Problem statement: The required output is the exact run of lines from the one that contains "Target: black ceramic crock" to the end of the data, with every picture left out.

[Referring expression data]
════════════════════

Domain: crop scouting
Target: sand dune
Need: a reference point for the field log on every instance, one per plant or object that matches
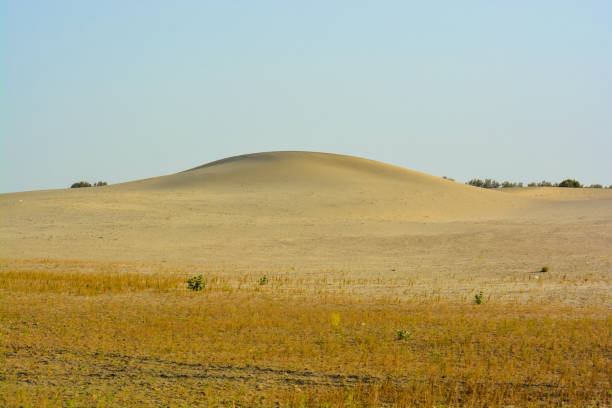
(294, 183)
(309, 210)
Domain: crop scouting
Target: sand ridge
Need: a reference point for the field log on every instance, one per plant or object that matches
(308, 210)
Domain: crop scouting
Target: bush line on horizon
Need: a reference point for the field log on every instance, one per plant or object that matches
(80, 184)
(490, 183)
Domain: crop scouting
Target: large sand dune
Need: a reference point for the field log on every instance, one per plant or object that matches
(314, 211)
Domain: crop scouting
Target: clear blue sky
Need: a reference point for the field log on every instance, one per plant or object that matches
(122, 90)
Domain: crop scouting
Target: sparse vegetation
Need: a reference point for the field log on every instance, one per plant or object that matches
(403, 334)
(80, 184)
(247, 347)
(571, 183)
(196, 283)
(487, 183)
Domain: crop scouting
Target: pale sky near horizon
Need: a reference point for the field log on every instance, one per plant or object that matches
(124, 90)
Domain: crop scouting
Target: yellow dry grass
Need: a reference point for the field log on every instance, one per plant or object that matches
(101, 335)
(371, 272)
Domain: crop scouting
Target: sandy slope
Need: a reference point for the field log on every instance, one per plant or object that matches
(315, 211)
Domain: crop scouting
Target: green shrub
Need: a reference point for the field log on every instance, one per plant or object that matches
(508, 184)
(570, 183)
(403, 334)
(487, 183)
(80, 184)
(196, 283)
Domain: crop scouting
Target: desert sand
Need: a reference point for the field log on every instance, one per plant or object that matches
(316, 214)
(330, 281)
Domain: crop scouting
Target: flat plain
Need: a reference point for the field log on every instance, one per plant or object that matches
(330, 281)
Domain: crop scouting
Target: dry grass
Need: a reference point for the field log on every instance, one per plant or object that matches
(96, 334)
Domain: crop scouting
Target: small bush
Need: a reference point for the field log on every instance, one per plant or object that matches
(403, 334)
(571, 183)
(508, 184)
(196, 283)
(80, 184)
(487, 183)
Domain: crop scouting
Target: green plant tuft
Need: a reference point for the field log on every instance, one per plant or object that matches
(403, 334)
(196, 283)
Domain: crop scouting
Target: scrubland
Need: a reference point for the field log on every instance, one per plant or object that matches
(371, 273)
(109, 334)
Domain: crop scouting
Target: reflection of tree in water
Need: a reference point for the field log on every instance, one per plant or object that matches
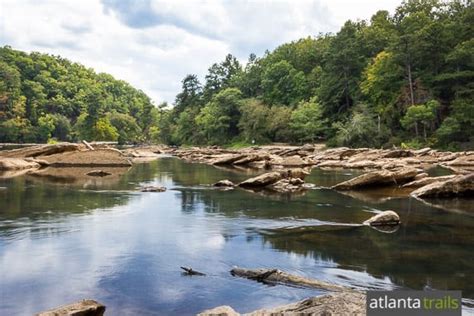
(34, 200)
(416, 256)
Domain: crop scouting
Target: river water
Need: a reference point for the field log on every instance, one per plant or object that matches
(64, 237)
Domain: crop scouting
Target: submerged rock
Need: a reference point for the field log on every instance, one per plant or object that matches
(9, 164)
(153, 189)
(82, 308)
(458, 186)
(224, 183)
(262, 180)
(386, 218)
(427, 180)
(41, 150)
(98, 173)
(382, 177)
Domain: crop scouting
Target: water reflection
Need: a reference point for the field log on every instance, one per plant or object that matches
(106, 240)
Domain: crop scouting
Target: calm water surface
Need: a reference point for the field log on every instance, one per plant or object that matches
(64, 237)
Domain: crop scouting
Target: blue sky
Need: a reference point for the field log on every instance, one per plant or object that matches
(153, 44)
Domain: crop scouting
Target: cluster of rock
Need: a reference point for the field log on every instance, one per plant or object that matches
(283, 181)
(340, 301)
(342, 157)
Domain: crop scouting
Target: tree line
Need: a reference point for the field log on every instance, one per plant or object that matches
(48, 98)
(405, 78)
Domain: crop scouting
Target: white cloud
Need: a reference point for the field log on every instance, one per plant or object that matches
(154, 44)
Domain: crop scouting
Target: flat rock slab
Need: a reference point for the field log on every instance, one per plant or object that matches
(82, 308)
(342, 303)
(9, 164)
(40, 150)
(262, 180)
(382, 177)
(383, 218)
(106, 157)
(280, 277)
(459, 186)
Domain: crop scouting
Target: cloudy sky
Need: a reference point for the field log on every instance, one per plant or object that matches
(153, 44)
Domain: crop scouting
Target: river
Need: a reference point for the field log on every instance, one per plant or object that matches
(64, 238)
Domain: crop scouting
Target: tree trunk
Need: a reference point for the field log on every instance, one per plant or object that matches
(410, 82)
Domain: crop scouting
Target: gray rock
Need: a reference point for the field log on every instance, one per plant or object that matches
(82, 308)
(224, 183)
(382, 177)
(98, 173)
(462, 185)
(386, 218)
(153, 189)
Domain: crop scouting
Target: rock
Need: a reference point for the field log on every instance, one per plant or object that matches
(421, 176)
(219, 311)
(228, 159)
(280, 277)
(464, 161)
(458, 186)
(82, 308)
(40, 150)
(262, 180)
(294, 161)
(153, 189)
(377, 178)
(422, 152)
(9, 164)
(106, 157)
(251, 158)
(98, 173)
(340, 303)
(224, 183)
(288, 185)
(295, 173)
(398, 153)
(426, 180)
(383, 219)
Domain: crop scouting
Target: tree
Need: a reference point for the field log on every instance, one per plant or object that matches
(283, 84)
(220, 76)
(307, 122)
(423, 114)
(126, 126)
(190, 94)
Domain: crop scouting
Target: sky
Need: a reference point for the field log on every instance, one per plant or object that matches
(154, 44)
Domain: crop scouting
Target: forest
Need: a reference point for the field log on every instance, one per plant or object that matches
(403, 79)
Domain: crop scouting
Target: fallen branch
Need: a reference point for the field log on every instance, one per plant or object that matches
(280, 277)
(190, 271)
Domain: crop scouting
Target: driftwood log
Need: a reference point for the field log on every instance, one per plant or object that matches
(82, 308)
(279, 277)
(190, 271)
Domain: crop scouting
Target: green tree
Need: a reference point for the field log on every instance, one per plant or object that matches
(307, 122)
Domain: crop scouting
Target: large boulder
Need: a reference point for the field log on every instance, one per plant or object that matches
(383, 218)
(224, 184)
(8, 164)
(262, 180)
(427, 180)
(227, 159)
(458, 186)
(378, 178)
(82, 308)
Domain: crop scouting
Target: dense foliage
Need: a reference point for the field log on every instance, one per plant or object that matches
(47, 98)
(401, 79)
(405, 78)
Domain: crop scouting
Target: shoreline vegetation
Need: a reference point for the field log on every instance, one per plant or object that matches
(402, 79)
(392, 97)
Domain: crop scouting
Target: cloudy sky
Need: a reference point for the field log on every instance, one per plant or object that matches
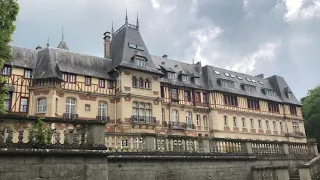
(250, 36)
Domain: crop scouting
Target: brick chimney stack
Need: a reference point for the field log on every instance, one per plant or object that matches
(106, 43)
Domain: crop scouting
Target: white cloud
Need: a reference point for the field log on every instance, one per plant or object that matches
(296, 12)
(247, 63)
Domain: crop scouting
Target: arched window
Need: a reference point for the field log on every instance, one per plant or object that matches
(71, 106)
(175, 115)
(134, 82)
(140, 83)
(147, 84)
(102, 111)
(42, 105)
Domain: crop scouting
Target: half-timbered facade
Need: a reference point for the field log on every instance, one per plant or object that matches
(137, 92)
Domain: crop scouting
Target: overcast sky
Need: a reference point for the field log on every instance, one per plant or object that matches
(251, 36)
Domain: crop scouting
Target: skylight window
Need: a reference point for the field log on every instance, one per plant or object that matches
(133, 46)
(141, 48)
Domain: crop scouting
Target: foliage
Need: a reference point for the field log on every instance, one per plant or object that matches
(42, 135)
(8, 12)
(311, 113)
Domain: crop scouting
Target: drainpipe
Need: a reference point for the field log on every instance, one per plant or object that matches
(115, 100)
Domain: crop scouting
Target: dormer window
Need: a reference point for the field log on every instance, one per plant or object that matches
(226, 83)
(249, 88)
(171, 75)
(197, 80)
(139, 61)
(184, 77)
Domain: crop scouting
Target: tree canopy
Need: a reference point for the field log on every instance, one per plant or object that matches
(311, 113)
(8, 12)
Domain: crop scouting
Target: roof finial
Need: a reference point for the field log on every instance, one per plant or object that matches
(137, 21)
(62, 38)
(112, 30)
(126, 17)
(48, 42)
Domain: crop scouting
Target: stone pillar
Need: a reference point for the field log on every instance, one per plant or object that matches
(248, 145)
(304, 173)
(282, 174)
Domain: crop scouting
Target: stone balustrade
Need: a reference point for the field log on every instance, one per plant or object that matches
(90, 134)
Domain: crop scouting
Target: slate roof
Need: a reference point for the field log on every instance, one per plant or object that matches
(122, 54)
(209, 80)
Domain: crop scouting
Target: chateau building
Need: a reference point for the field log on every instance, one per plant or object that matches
(136, 92)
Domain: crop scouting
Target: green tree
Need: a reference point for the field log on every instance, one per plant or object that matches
(8, 12)
(311, 113)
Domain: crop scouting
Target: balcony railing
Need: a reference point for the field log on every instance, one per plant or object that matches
(103, 118)
(177, 125)
(70, 116)
(143, 119)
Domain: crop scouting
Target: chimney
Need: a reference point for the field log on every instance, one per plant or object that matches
(38, 47)
(106, 43)
(260, 75)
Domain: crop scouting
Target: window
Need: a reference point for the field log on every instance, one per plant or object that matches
(243, 122)
(252, 123)
(184, 77)
(274, 126)
(253, 104)
(197, 80)
(230, 100)
(102, 83)
(110, 84)
(205, 97)
(27, 73)
(227, 83)
(293, 109)
(102, 111)
(7, 102)
(281, 126)
(42, 105)
(134, 82)
(171, 75)
(295, 126)
(270, 93)
(174, 94)
(198, 120)
(87, 81)
(65, 77)
(175, 115)
(72, 78)
(259, 123)
(147, 84)
(23, 104)
(162, 115)
(71, 106)
(273, 107)
(198, 99)
(187, 96)
(205, 121)
(140, 83)
(188, 117)
(235, 122)
(250, 88)
(6, 70)
(225, 118)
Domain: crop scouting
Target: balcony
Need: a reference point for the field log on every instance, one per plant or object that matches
(103, 118)
(70, 116)
(143, 121)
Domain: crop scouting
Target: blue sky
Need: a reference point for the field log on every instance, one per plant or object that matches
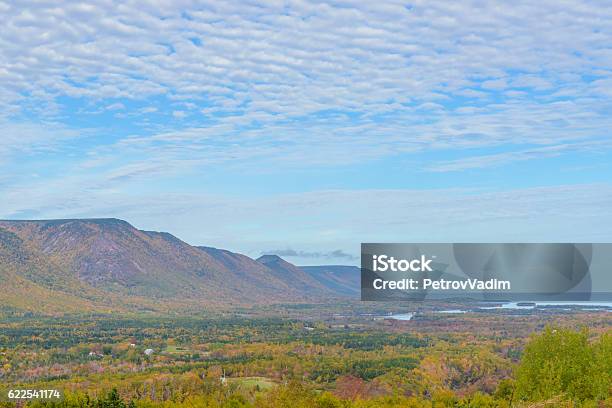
(305, 128)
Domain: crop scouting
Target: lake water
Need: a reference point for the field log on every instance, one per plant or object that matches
(566, 306)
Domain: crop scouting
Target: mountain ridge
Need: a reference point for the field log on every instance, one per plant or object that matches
(108, 264)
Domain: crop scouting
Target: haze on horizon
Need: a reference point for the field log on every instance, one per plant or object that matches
(304, 128)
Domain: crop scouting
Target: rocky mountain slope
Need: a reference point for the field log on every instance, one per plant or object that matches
(107, 264)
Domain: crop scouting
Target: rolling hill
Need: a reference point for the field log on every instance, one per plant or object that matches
(54, 266)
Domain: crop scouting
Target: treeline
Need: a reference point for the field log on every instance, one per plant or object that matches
(558, 368)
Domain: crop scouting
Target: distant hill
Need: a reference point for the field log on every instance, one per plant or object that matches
(294, 276)
(56, 266)
(343, 280)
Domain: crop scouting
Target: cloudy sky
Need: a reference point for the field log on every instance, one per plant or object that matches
(305, 128)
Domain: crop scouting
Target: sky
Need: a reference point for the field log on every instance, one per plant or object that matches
(304, 128)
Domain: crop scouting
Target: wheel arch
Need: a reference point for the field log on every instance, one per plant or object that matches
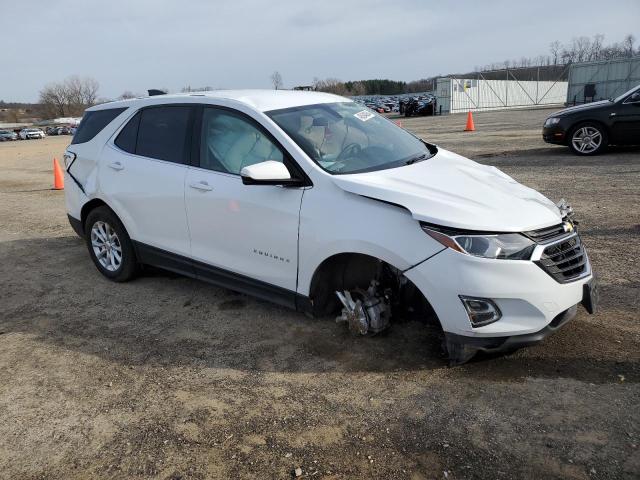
(574, 126)
(99, 202)
(349, 270)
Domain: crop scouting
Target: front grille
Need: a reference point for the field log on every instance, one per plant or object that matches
(546, 234)
(565, 260)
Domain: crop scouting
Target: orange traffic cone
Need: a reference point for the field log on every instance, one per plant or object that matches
(470, 126)
(58, 176)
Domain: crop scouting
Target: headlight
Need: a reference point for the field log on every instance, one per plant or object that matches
(511, 246)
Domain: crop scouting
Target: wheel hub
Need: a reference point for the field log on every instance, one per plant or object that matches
(106, 246)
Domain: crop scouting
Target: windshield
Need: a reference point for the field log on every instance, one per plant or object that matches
(348, 138)
(624, 95)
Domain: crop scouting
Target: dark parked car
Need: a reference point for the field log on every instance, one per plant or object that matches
(588, 129)
(6, 135)
(418, 106)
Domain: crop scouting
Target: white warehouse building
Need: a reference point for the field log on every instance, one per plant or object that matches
(455, 95)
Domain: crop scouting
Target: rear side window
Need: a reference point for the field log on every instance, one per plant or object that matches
(162, 133)
(93, 122)
(128, 135)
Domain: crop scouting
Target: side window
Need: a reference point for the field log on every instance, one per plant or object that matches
(162, 133)
(127, 137)
(93, 122)
(231, 142)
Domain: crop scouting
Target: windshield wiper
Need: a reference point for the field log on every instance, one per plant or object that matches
(416, 159)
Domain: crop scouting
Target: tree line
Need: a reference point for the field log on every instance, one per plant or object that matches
(542, 67)
(70, 97)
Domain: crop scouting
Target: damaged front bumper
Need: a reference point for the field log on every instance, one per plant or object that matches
(461, 348)
(532, 303)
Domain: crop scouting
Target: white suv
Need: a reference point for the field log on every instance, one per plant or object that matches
(312, 201)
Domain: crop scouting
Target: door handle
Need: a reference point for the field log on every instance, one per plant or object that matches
(204, 186)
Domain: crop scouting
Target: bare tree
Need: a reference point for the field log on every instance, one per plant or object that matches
(554, 48)
(70, 97)
(627, 44)
(276, 79)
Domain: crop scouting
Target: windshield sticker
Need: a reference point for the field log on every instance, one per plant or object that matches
(364, 115)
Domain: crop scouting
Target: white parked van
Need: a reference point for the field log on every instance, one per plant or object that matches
(315, 202)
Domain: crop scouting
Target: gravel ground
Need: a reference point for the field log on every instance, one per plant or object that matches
(167, 377)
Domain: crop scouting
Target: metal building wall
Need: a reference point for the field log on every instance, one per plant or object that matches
(610, 78)
(443, 94)
(478, 94)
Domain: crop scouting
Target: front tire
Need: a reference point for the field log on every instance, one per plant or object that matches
(109, 245)
(588, 139)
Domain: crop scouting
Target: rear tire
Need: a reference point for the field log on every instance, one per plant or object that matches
(588, 138)
(109, 245)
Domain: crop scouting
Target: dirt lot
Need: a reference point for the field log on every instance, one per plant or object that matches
(168, 377)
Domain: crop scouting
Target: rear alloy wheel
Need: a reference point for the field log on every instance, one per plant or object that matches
(109, 245)
(588, 139)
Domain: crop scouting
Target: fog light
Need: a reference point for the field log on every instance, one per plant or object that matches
(481, 311)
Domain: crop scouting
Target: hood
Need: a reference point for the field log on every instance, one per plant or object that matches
(584, 106)
(453, 191)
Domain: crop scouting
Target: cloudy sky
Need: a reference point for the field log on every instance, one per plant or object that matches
(136, 45)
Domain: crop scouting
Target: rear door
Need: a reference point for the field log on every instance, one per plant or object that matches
(142, 175)
(626, 122)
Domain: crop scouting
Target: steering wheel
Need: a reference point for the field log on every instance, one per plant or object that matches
(351, 150)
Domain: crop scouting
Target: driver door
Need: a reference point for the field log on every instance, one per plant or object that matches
(241, 235)
(626, 121)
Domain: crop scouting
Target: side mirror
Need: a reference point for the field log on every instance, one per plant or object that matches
(269, 172)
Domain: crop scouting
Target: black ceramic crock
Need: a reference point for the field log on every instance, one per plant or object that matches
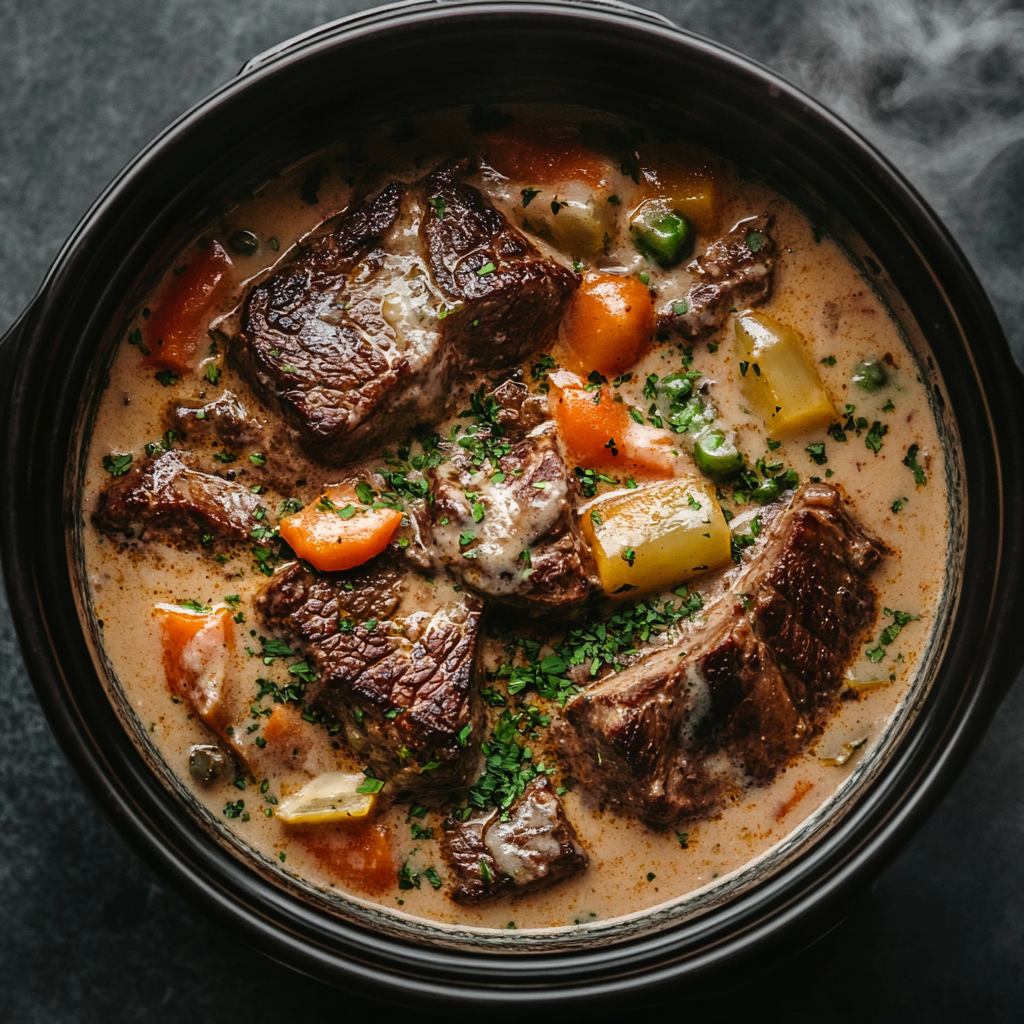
(409, 58)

════════════════════

Answer section:
Target: black ceramic crock
Need: a reference point for the field log on every instance, one per plant or object that matches
(409, 58)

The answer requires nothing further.